■ **AUFGABE**
Setze bitte den Textauszug über die Berliner Börse und das Gründungsfieber im geeinten Deutschland im Anschluss an seinen letzten Satz fort.

■ **TEXTAUSZUG**
Von allen Seiten strömen die Jünger Merkurs herbei. Sie kommen zu Fuß und zu Wagen. In Droschken zweiter und erster Klasse, auch in eigenen, oft kostbaren Equipagen, mit galonierten Kutschern und Bedienten. Es kommen die "jungen Leute", die Boten und Ausläufer; es kommen die Makler, Agenten und Banquiers. Alles drängt und flutet in das Vestibül der Börse, wo ein Portier und zwei Kontrolleure Wache halten.
Das schreibt Otto Glagau, Mitarbeiter der "Gartenlaube".
Führte die Berliner Börse eben noch ein Siebenschläfer-Dasein, wird sie nun in einem Atemzug mit den Börsen von London, Paris und New York genannt.
Kolossal!
So lautet das Modewort der Zeit.
Kolossal!
... ist das Tempo, das die wirtschaftliche Entwicklung des geeinten Deutschland vorlegt: Überall werden Familienbetriebe von "Aktiengesellschaften" abgelöst. Zumeist nach einem bestimmten Muster: Das Gründungskomitee kauft dem bisherigen Besitzer sein Unternehmen zu einem weit überhöhten Preis ab, schlägt darauf noch ein hübsches Sümmchen für Spesen und Provisionen und gibt dann so viele Aktien aus, dass das Grundkapital nicht selten doppelt und dreifach so hoch ist wie der tatsächliche Wert des Betriebes.

■ **Gespeicherte Einträge**
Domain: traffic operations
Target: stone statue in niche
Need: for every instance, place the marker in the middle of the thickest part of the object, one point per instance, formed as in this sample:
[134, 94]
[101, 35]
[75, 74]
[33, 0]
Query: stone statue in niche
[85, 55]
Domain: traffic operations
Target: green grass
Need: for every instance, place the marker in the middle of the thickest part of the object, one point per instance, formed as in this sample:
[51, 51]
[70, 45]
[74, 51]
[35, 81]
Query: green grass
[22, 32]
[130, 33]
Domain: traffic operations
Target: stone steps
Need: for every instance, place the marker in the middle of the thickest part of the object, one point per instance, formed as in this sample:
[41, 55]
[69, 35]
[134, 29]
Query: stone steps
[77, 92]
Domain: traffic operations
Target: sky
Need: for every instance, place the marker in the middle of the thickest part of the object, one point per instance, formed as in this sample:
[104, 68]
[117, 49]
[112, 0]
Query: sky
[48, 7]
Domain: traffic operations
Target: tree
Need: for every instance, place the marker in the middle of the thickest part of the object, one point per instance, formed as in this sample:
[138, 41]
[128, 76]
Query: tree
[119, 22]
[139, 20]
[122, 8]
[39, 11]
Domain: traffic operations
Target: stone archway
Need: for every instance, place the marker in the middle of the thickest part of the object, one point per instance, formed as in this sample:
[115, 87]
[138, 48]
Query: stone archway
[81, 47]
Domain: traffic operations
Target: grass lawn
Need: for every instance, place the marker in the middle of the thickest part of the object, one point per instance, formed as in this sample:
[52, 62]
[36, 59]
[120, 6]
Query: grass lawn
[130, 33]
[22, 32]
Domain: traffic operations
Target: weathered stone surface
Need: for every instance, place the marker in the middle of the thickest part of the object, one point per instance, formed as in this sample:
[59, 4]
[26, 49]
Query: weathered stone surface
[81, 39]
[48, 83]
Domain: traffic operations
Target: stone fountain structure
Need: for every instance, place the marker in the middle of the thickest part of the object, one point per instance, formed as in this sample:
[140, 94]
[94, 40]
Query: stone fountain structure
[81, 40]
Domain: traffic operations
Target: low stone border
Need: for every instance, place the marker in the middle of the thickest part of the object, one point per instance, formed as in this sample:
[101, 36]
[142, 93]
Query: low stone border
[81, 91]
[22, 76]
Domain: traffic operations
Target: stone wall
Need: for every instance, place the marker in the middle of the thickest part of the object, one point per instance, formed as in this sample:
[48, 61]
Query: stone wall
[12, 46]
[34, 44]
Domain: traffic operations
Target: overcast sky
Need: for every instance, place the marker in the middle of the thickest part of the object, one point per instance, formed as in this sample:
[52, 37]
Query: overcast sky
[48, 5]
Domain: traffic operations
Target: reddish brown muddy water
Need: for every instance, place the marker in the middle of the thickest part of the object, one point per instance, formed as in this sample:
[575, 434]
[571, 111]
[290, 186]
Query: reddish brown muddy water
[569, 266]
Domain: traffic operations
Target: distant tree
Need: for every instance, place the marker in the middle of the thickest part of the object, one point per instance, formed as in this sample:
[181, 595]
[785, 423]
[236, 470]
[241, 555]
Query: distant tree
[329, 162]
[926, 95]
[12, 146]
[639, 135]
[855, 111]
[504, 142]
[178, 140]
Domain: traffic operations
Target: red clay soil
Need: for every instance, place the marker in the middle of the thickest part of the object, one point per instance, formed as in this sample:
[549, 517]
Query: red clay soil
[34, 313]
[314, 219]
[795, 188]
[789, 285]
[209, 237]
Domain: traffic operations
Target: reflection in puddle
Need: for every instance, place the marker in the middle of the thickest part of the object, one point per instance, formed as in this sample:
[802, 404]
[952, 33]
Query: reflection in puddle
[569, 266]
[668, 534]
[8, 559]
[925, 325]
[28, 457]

■ **ANTWORT UNTEN**
Damit das so weitergeht, versuchen Unternehmer wie Spekulanten, den Bürgern den Besitz von Aktien schmackhaft zu machen.
Die "kleinen Leute" und selbst die Bürger kannten noch 1870 Aktien kaum dem Namen nach, und der Kurszettel war ihnen eine Tafel mit Hieroglyphen...
...heißt es in der "Gartenlaube".
Doch dann legte sich jedes Blatt und jedes Blättchen einen Kurszettel zu, errichtete eine ständige Rubrik für Börsennachrichten und brachte täglich Reklamen für neue Gründungen und neue Aktien.
Fortan wird zur "Aktiengesellschaft", was sich mit Hilfe von Hochglanzbroschüren und prominenten Namen verkaufen lässt. Und die Zeitungen, die von dem Werbegeschäft gut leben, liefern die Berichte über sensationelle Gründungserfolge gleich mit.
Sie kamen in hellen Haufen, sie versperrten die Straße, sie belagerten das Haus. Und als die Türen endlich öffneten, quoll der Strom herein, und in einem Augenblick waren die ausliegenden Bogen mit Unterschriften bedeckt. Der eine zeichnete 100 Taler, der andere 500, der dritte 1.000, der vierte 3.000, der fünfte 10.000.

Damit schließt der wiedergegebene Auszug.